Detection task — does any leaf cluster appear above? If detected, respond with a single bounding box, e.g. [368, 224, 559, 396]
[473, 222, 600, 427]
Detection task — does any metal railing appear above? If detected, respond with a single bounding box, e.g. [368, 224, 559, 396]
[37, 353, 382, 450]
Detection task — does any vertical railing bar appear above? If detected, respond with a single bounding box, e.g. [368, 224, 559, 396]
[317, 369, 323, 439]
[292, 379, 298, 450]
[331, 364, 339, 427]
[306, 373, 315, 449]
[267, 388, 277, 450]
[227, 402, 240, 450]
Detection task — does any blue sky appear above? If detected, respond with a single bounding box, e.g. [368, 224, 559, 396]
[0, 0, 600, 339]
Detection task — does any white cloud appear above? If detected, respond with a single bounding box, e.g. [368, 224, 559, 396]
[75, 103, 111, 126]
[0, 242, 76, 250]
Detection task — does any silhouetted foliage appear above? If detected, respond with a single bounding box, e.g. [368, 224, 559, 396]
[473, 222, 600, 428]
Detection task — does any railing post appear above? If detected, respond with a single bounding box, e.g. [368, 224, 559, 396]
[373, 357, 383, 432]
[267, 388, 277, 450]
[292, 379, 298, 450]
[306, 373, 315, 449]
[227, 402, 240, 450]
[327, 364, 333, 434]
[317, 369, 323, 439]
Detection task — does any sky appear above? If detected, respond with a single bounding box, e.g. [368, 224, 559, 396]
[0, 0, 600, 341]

Your goal
Render every line of the items above as a Markdown table with a Row column holding a running number and a Line column holding the line itself. Omit blank lines.

Result for this task
| Row | Line |
|---|---|
| 1 | Detection task — does any leaf cluster appear above? If detected, respond with a single bounding box, e.g. [368, 224, 559, 396] |
| 2 | [473, 222, 600, 427] |
| 3 | Detection task — does any metal railing appear above? If detected, respond with a single bounding box, e.g. [368, 224, 559, 396] |
| 4 | [37, 353, 382, 450] |
| 5 | Detection task — does any vertical railing bar appear above? If detected, respond with a single bounding box, e.g. [368, 224, 559, 396] |
| 6 | [317, 369, 323, 439] |
| 7 | [292, 379, 298, 450] |
| 8 | [331, 364, 339, 427] |
| 9 | [306, 373, 315, 449] |
| 10 | [267, 388, 277, 450] |
| 11 | [227, 402, 240, 450] |
| 12 | Detection task — does any blue sky appear above? If detected, respond with a single bounding box, e.g. [368, 224, 559, 396] |
| 13 | [0, 0, 600, 339] |
| 14 | Detection task — does any white cloud appear above? If detected, respond with a single bounding box, e.g. [368, 224, 559, 396] |
| 15 | [75, 103, 111, 126] |
| 16 | [0, 242, 76, 250] |
| 17 | Detection task — does any silhouetted foliage appear above? If detected, respond with a single bounding box, e.g. [368, 224, 559, 396] |
| 18 | [473, 222, 600, 428] |
| 19 | Detection task — does any railing post appear above? If detected, respond with a single bounding box, e.g. [368, 224, 559, 396] |
| 20 | [373, 357, 383, 432] |
| 21 | [267, 388, 277, 450] |
| 22 | [292, 379, 298, 450] |
| 23 | [306, 373, 315, 449] |
| 24 | [227, 402, 240, 450] |
| 25 | [327, 364, 333, 434] |
| 26 | [317, 369, 323, 439] |
| 27 | Detection task — does any sky appear above? If detected, respond with a single bounding box, e.g. [368, 224, 559, 396] |
| 28 | [0, 0, 600, 341] |